List every line in the material below that contains the string "window".

___ SOURCE MATERIAL

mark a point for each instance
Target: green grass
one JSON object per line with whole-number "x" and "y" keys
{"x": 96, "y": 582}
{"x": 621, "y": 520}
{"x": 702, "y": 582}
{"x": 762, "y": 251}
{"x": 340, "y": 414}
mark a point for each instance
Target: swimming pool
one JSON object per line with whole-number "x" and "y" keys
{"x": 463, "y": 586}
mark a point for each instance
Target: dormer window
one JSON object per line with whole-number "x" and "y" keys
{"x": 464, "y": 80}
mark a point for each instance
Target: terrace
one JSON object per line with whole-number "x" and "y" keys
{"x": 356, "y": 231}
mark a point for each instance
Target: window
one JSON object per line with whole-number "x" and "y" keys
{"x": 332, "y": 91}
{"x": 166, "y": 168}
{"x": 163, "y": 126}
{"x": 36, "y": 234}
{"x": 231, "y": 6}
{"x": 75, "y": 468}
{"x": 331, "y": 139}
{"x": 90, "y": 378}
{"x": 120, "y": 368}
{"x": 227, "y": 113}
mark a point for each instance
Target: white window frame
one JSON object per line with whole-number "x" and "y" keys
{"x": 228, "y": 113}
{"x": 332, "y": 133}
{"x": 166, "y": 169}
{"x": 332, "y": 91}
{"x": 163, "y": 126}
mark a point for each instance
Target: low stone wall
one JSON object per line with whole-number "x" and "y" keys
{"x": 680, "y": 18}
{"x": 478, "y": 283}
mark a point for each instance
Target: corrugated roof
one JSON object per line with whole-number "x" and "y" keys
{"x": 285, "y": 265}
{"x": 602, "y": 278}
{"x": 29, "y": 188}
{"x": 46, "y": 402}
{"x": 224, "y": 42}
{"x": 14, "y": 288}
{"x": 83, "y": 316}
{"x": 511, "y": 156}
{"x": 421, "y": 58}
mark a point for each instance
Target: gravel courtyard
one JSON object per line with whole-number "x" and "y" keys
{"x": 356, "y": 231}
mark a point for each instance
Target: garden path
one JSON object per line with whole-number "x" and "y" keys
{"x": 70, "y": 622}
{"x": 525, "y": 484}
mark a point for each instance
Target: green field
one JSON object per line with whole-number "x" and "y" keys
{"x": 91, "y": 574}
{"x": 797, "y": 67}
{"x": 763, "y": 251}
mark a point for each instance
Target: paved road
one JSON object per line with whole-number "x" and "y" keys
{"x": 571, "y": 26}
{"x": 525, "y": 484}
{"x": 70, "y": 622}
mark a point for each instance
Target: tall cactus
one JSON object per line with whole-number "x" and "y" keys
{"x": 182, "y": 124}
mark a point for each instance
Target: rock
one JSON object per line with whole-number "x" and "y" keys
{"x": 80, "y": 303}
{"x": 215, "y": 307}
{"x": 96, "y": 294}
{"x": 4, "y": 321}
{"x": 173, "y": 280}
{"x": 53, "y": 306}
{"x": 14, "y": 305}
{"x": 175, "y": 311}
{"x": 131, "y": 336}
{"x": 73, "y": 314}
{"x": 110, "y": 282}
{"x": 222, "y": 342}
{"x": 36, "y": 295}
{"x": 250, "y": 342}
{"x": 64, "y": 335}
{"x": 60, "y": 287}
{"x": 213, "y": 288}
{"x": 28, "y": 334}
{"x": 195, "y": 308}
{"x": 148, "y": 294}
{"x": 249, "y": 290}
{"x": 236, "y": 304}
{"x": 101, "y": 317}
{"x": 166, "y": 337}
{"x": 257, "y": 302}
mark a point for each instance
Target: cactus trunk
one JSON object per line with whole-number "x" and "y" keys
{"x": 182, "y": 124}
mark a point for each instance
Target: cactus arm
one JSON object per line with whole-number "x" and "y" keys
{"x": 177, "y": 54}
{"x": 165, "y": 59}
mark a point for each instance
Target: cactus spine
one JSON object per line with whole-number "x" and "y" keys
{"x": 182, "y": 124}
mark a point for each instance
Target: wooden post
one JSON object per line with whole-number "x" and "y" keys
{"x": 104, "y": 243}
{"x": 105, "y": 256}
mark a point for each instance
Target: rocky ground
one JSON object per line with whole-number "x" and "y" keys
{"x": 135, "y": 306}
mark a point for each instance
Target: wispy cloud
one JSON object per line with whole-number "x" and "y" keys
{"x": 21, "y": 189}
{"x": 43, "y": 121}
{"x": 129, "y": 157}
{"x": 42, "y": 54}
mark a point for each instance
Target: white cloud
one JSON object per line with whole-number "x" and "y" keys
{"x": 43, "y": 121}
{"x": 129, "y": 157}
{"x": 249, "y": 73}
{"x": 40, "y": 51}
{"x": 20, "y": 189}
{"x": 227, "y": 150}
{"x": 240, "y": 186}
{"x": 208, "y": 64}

______

— WRITTEN ANSWER —
Target: dormer window
Target: window
Target: white window frame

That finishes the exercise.